• Document passage

** Start **

8380103: Perfdata shared memory file flock failures by caspernorrbin · Pull Request #30537 · openjdk/jdk

caspernorrbin · 2026-04-01T13:01:16Z

Hi everyone,

The existing posix hsperfdata logic has a potential race between stale-file cleanup and new file creation. During startup, a JVM first scans the hsperfdata directory and cleans up old files before creating its own file. While one JVM is scanning the directory and probing pid files to decide whether they are stale, another JVM may already have created its own file but not yet acquired the flock on it. Because ownership is established with an open followed by a flock, the cleanup path can briefly win that race on a freshly created file and cause the creating JVM to fail its own flock. The same locking protocol is also used to distinguish stale files from live JVMs in other pid namespaces when multiple containers share the same /tmp.

To reduce this race window, I have made the cleanup path more conservative with file removals, and the startup path more tolerant of collisions. The cleanup sweep now checks file modification time and avoids touching files that were recently modified, so we do not try to flock and remove files that are likely still in use or have just been created. In addition, if create_sharedmem_file() loses the initial flock with EWOULDBLOCK, it now retries a small number of times with a short delay before giving up, which gives a concurrent cleanup JVM time to release the lock.

Together these changes make the race much less likely to affect startup. Files that were just created are left out of the cleanup sweep, and even if they were to get probed, the creating JVM would still eventually get to flock it. If a stale file that should have been removed isn't, it is still going to get cleaned up eventually with the next JVM start. I also updated the ShareTmpDir.java test, as with these changes we do not try and remove the file, which results in a different log output.

** End **

• Challenge 1
Decide whether each statement agrees with the pull request description. For each, answer yes or no and quote the words of the description that decide it.
(a) The cleanup sweep now skips files that were modified recently.
(b) When create_sharedmem_file() loses the initial flock with EWOULDBLOCK, it gives up at once.
(c) The ShareTmpDir.java test was deleted as part of these changes.
• Challenge 2
From the pull request description, set down word for word the passage starting at "8380103: Perfdata shared" and ending at "the same /tmp.".

• Material shown

** Start **

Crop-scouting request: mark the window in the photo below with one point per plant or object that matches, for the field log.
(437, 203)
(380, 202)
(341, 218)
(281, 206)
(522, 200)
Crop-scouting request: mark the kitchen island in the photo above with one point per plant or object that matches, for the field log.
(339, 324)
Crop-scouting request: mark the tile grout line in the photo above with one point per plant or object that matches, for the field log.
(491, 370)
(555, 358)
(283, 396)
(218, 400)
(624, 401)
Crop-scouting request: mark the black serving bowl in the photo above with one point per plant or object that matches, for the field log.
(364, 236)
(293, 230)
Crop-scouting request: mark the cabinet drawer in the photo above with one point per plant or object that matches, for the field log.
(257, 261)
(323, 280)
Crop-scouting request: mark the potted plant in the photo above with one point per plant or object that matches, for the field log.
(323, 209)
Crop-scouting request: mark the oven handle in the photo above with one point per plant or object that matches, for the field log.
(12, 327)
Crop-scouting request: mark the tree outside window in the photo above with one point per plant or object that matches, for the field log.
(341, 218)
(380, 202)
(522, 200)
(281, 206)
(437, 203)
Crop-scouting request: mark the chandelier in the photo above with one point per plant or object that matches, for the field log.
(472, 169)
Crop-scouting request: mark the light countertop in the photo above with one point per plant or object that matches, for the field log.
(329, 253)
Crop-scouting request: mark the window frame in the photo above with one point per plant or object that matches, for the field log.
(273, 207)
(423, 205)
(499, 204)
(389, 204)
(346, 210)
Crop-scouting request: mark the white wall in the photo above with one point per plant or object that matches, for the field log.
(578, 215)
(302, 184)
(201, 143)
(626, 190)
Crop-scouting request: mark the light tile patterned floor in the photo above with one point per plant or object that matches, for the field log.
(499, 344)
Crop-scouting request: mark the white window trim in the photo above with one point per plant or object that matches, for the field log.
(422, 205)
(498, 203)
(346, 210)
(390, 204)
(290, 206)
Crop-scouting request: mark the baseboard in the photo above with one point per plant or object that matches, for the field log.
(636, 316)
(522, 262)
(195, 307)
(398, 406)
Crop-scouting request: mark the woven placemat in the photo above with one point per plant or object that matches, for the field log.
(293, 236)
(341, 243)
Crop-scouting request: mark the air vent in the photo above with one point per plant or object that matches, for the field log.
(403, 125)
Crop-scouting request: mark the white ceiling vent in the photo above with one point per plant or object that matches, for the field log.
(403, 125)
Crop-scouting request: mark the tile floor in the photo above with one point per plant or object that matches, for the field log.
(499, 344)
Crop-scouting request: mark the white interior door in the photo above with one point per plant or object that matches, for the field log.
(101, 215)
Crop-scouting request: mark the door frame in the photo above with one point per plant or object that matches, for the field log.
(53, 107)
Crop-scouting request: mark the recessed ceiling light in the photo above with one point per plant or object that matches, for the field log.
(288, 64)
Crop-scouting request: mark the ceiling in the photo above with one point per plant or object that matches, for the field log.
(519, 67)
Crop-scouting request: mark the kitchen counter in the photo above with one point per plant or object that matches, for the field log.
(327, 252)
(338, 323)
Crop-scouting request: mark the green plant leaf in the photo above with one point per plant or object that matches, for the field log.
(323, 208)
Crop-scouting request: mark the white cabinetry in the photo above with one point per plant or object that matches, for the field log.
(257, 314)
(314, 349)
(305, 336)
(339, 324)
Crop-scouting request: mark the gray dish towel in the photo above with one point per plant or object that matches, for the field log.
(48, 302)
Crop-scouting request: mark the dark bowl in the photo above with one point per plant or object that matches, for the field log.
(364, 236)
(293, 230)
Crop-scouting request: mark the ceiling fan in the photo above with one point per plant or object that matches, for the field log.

** End **

• Reply 1
(a) Yes: "The cleanup sweep now checks file modification time and avoids touching files that were recently modified"
(b) No: "it now retries a small number of times with a short delay before giving up"
(c) No: "I also updated the ShareTmpDir.java test"

• Reply 2
8380103: Perfdata shared memory file flock failures by caspernorrbin · Pull Request #30537 · openjdk/jdk

caspernorrbin · 2026-04-01T13:01:16Z

Hi everyone,

The existing posix hsperfdata logic has a potential race between stale-file cleanup and new file creation. During startup, a JVM first scans the hsperfdata directory and cleans up old files before creating its own file. While one JVM is scanning the directory and probing pid files to decide whether they are stale, another JVM may already have created its own file but not yet acquired the flock on it. Because ownership is established with an open followed by a flock, the cleanup path can briefly win that race on a freshly created file and cause the creating JVM to fail its own flock. The same locking protocol is also used to distinguish stale files from live JVMs in other pid namespaces when multiple containers share the same /tmp.